Passage provided
______________________________

Turns out that by reorganising and streamlining senior council roles in recent years, the actual saving made by Manchester City Council is over £700k. However, taking into the account the extra £456k to be divvied out amongst senior management, beginning this year, the net saving drops to £250k.
Incoming Chief Executive Joanne Roney will earn almost £200k (albeit £11k less than present chief executive, Sir Howard Bernstein)
So how can the council, in times of slashed public services and rising council tax, justify salary hikes for its top earners?
The answer? During hard times the council need the best to pull us through.
“The Council’s most senior officers are responsible for overseeing multi-million pound budgets and shaping the future of the city and its services,” says Cllr John Flanagan, Executive Member for Finance and HR.
“We recognise that this is always going to be a contentious area but in these challenging times we need to be able to attract and retain the most talented officers by paying them salaries comparable with those of other equivalent roles. Failure to do so would not be in the best interests of the city and its people.” (read the full statement below).
The last sentence stings. The best interests of the taxpayer is not to see as much as possible channeled into strained front line services, oh no, but to see the council's top brass paid even more?
Come on now.
How about we channel some of that £456k into the school-crossing patrol budget, which is facing cuts of £220,000 (yes that means some school crossings will become unmanned), or towards helping those 5,000 unlucky souls who approached the council to declare themselves homeless last year?
Ah sod ‘em, because 120 of the council’s most senior staff are to get an above inflationary pay rise, equating to around £3,800 each (roughly a quid for each full-time job cut by the council since 2010/11).
Bit of a kick in the teeth eh? Not only for the tax-payer forking out hundreds of pounds more in council tax over the next few years, or for the doomed school traffic wardens, but also for the thousands of lowly council staff handed a meagre 1% pay rise last year.
So what can you do about it? The senior salary pay increases have already been agreed, the £456k is gone. Still, the council’s proposed budget for 2017-20 remains in public consultation until 10 February. Let them know what you think here.

______________________________

Available data
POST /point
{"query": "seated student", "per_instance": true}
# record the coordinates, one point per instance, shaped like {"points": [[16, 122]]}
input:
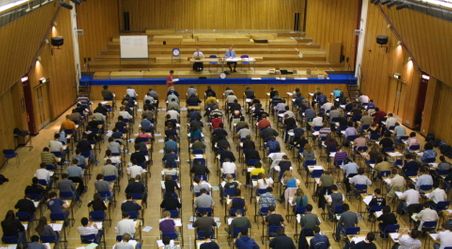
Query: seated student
{"points": [[408, 240], [126, 243], [245, 242], [377, 201], [35, 244], [205, 225], [348, 219], [427, 214], [56, 205], [367, 243], [89, 228], [411, 201], [319, 241], [12, 227], [45, 230], [387, 218], [425, 179], [130, 206], [239, 224], [167, 225], [444, 239], [274, 219]]}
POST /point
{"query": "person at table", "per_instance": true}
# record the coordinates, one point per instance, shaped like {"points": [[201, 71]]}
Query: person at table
{"points": [[89, 228], [319, 241], [198, 66], [408, 240], [45, 230], [230, 54], [282, 241], [348, 219], [367, 243], [35, 244], [245, 242], [12, 227], [170, 79], [444, 239], [425, 179], [387, 218]]}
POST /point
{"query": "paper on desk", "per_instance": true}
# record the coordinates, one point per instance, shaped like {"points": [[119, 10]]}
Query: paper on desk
{"points": [[367, 199], [147, 229]]}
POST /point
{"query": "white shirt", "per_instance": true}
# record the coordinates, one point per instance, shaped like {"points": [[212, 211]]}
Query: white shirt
{"points": [[173, 114], [43, 174], [390, 122], [125, 114], [445, 238], [437, 195], [56, 146], [406, 242], [410, 196], [317, 121], [125, 226], [88, 230], [228, 168], [327, 106], [135, 170], [364, 99], [131, 92], [263, 185]]}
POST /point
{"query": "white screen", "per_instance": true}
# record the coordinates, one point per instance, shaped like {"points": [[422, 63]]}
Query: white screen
{"points": [[134, 46]]}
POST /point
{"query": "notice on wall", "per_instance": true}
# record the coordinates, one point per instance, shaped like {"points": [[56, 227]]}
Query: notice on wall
{"points": [[134, 46]]}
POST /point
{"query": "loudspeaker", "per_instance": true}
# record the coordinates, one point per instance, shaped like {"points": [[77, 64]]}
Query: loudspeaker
{"points": [[296, 22], [126, 20], [382, 39], [57, 41]]}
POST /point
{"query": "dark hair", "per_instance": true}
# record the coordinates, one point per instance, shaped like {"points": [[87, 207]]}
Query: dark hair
{"points": [[370, 236], [84, 221]]}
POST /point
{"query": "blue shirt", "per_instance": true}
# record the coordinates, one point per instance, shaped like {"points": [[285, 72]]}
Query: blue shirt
{"points": [[230, 54]]}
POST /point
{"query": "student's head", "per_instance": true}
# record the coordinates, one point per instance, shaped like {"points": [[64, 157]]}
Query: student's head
{"points": [[360, 171], [346, 207], [126, 237], [370, 236], [34, 238], [414, 233], [271, 208], [84, 221], [166, 214]]}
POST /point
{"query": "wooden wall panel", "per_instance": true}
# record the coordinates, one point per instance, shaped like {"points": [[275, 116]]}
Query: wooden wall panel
{"points": [[19, 41], [441, 123], [429, 40], [380, 64], [57, 65], [331, 21], [100, 23], [213, 14]]}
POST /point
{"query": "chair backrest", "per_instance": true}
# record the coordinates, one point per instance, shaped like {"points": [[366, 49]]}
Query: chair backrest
{"points": [[352, 230], [391, 228], [48, 239], [88, 239], [97, 215]]}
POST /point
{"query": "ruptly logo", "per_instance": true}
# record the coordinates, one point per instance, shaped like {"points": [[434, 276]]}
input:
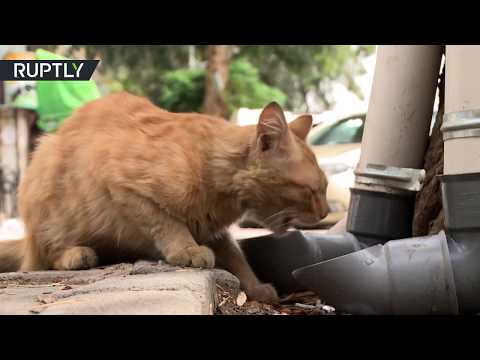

______________________________

Task set
a) Answer these questions from the passage on Manchester City Council senior pay:
(i) How much will incoming Chief Executive Joanne Roney earn?
(ii) What cuts is the school-crossing patrol budget facing?
(iii) Until what date does the council's proposed budget for 2017-20 remain in public consultation?
b) Decide whether each statement agrees with the passage on Manchester City Council senior pay. Answer yes or no, and quote the words from the passage that decide it.
(i) Once the extra money for senior management is counted, the net saving is £250k.
(ii) Joanne Roney will earn more than Sir Howard Bernstein.
(iii) Lower-paid council staff received a 1% pay rise last year.
c) Carry on writing the passage on Manchester City Council senior pay from its last sentence.

Response list
a)
(i) Almost £200k.
(ii) Cuts of £220,000.
(iii) Until 10 February.

b)
(i) Yes: "the net saving drops to £250k."
(ii) No: "albeit £11k less than present chief executive, Sir Howard Bernstein"
(iii) Yes: "the thousands of lowly council staff handed a meagre 1% pay rise last year."

c)
Full statement from Councillor John Flanagan, Executive Member for Finance and Human Resources:
"In the face of ongoing government cuts to our funding since 2010, which have seen Manchester among the hardest hit places, we have reduced our workforce by almost 40 per cent, from almost 10,500 posts to under 6,500 with senior management posts reducing in proportion to this.
"The Council's most senior officers are responsible for overseeing multi-million pound budgets and shaping the future of the city and its services. We recognise that this is always going to be a contentious area but in these challenging times we need to be able to attract and retain the most talented officers by paying them salaries comparable with those of other equivalent roles. Failure to do so would not be in the best interests of the city and its people.
"The recent senior salary staff review was carried out to ensure that remaining senior officers were fairly and consistently paid for their responsibilities – ironing out any inconsistencies and improving transparency. All Council officers below the most senior grades have already been through a similar job evaluation process and it was recognised that a similar independent process was required for the 120 most senior officers, using the nationally-recognised Local Government Senior Management Scheme to assess the relative responsibilities and challenges of roles.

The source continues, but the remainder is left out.